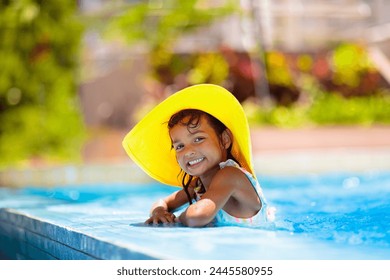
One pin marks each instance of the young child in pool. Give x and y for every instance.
(199, 138)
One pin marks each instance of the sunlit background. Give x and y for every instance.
(75, 76)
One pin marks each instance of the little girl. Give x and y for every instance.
(199, 138)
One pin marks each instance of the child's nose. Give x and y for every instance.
(189, 152)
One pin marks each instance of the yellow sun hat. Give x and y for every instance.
(149, 145)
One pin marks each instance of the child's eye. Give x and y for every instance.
(199, 139)
(178, 147)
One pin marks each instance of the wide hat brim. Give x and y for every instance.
(149, 145)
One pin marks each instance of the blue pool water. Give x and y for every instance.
(328, 216)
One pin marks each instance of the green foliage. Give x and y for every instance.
(39, 113)
(156, 25)
(326, 109)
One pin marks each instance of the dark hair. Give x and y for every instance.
(192, 123)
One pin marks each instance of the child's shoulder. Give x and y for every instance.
(230, 175)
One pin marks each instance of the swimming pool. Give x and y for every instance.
(319, 216)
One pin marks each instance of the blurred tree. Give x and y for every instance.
(39, 112)
(158, 24)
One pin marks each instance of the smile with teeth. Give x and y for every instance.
(195, 161)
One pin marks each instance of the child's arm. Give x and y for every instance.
(161, 210)
(220, 190)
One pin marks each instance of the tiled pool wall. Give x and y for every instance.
(25, 237)
(27, 230)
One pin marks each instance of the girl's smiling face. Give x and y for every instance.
(199, 149)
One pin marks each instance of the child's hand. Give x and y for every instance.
(160, 215)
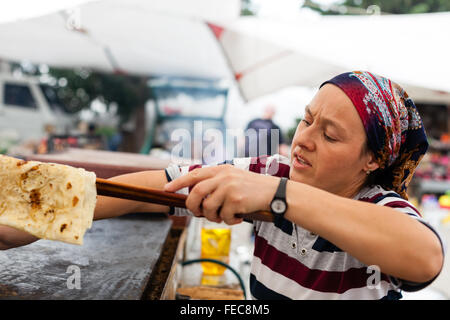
_ _ _ _
## Problem details
A picture must not appear in the copy. Transcribe exactly the lines from the one with "One pin marks each instance of the smile" through the final line of the entries, both included, and no more.

## Exercise answer
One pin marks each instance of the smile with teeth. Give x and y for every instance.
(195, 161)
One pin marks each instance of the child's arm. Give x and y for every instance.
(161, 210)
(220, 190)
One pin marks each instance of the tiled pool wall. Give x and y for every instance.
(25, 237)
(27, 230)
One pin marks each instance of the girl's smiling face. Give x and y for every instance.
(199, 149)
One pin marks each instance of the child's hand. Give x and y for every instance.
(160, 215)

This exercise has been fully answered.